◆ Consegna 1: Ricopia per intero e senza cambiare nulla il testo su The Course of a Particular di Wallace Stevens.
◆ Consegna 2: Nelle voci, partendo dall'inizio e arrivando fino alla riga che contiene "249V229L191 231L185 270L204" compresa, sostituisci "rough mask" con "initial mask" e lascia tutto il resto com'è. Riporta solo queste righe.

◆ Testo estratto:
Guido Mazzoni,Il corso di un particolare

LE PAROLE E LE COSE
Letteratura e realtà

Unknown.jpeg

Il corso di un particolare
10 aprile 2012 Pubblicato da Guido Mazzoni
di Guido Mazzoni
The Course of a Particular appartiene all’ultima stagione della poesia di Wallace Stevens, la più importante. Pubblicato sulla «Hudson Review» nel 1951 ed escluso per distrazione dai Collected Poems del 1954, il testo comparve in volume nell’Opus Posthumous (1957), due anni dopo la morte dell’autore. Al verso 14 Stevens esitò fra air (nel dattiloscritto) e ear (nella «Hudson Review»), che sembra essere la versione definitiva:
The Course of a Particular
Today the leaves cry, hanging on branches swept by wind,
Yet the nothingness of winter becomes a little less.
It is still full of icy shades and shapen snow.
The leaves cry . . . One holds off and merely hears the cry.

(Dati estratti da una raccolta)
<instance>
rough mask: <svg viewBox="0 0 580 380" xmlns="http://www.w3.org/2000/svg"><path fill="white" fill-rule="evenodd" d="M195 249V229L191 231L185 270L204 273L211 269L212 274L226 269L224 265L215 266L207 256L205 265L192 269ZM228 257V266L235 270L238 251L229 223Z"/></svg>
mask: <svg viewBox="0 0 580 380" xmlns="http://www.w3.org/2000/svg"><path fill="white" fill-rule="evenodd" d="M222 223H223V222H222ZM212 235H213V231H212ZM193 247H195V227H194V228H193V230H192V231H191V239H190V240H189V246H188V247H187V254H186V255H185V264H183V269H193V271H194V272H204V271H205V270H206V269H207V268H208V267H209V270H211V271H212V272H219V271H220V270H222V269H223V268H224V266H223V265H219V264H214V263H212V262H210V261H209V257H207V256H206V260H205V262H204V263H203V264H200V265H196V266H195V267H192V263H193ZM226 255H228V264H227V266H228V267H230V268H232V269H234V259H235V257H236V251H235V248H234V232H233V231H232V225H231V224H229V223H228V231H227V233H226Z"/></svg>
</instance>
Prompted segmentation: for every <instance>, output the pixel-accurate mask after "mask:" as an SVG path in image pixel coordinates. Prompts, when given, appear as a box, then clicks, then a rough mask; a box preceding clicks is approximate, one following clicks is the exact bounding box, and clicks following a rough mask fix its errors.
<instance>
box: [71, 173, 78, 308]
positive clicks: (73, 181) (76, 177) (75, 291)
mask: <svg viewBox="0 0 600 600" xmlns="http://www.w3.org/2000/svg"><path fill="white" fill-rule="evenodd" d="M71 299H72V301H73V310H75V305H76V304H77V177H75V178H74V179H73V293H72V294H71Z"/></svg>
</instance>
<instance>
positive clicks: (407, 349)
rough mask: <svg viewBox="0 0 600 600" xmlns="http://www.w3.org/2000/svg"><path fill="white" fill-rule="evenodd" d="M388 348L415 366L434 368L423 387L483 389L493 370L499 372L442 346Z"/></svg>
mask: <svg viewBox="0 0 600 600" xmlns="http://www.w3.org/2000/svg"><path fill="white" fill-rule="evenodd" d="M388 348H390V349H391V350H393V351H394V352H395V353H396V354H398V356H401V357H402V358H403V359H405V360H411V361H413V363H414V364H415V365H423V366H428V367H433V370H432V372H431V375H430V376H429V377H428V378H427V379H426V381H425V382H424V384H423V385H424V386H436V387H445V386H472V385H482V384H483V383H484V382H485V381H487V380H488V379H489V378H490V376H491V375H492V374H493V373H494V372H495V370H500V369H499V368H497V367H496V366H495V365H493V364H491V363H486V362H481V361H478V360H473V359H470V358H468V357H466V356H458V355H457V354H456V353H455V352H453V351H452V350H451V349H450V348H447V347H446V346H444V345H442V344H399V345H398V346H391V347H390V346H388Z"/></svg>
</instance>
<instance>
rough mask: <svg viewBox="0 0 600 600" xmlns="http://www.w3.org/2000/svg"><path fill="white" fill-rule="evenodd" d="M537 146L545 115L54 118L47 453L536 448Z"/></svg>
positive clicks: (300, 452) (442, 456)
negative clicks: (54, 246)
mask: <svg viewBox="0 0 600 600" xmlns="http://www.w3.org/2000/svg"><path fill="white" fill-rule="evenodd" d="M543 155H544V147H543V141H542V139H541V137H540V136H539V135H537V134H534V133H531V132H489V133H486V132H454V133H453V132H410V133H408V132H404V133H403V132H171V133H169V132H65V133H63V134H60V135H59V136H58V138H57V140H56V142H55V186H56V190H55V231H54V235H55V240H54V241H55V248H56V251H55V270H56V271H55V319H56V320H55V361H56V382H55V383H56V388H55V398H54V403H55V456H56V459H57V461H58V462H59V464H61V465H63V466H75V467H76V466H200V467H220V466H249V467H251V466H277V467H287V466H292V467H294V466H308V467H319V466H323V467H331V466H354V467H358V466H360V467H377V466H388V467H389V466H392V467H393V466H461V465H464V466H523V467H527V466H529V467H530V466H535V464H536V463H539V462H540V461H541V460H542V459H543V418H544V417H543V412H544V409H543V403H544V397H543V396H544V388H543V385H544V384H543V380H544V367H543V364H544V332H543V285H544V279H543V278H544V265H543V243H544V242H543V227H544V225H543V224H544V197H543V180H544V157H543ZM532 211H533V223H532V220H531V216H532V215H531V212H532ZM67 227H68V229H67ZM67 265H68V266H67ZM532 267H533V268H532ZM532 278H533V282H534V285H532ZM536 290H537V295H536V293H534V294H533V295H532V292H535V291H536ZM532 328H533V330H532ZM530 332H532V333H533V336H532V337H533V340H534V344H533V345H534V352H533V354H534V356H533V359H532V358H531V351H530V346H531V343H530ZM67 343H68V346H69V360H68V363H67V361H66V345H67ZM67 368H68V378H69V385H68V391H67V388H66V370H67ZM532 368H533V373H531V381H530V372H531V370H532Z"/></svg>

◆ La tua risposta 1:
Guido Mazzoni,Il corso di un particolare

LE PAROLE E LE COSE
Letteratura e realtà

Unknown.jpeg

Il corso di un particolare
10 aprile 2012 Pubblicato da Guido Mazzoni
di Guido Mazzoni
The Course of a Particular appartiene all’ultima stagione della poesia di Wallace Stevens, la più importante. Pubblicato sulla «Hudson Review» nel 1951 ed escluso per distrazione dai Collected Poems del 1954, il testo comparve in volume nell’Opus Posthumous (1957), due anni dopo la morte dell’autore. Al verso 14 Stevens esitò fra air (nel dattiloscritto) e ear (nella «Hudson Review»), che sembra essere la versione definitiva:
The Course of a Particular
Today the leaves cry, hanging on branches swept by wind,
Yet the nothingness of winter becomes a little less.
It is still full of icy shades and shapen snow.
The leaves cry . . . One holds off and merely hears the cry.

◆ La tua risposta 2:
<instance>
initial mask: <svg viewBox="0 0 580 380" xmlns="http://www.w3.org/2000/svg"><path fill="white" fill-rule="evenodd" d="M195 249V229L191 231L185 270L204 273L211 269L212 274L226 269L224 265L215 266L207 256L205 265L192 269ZM228 257V266L235 270L238 251L229 223Z"/></svg>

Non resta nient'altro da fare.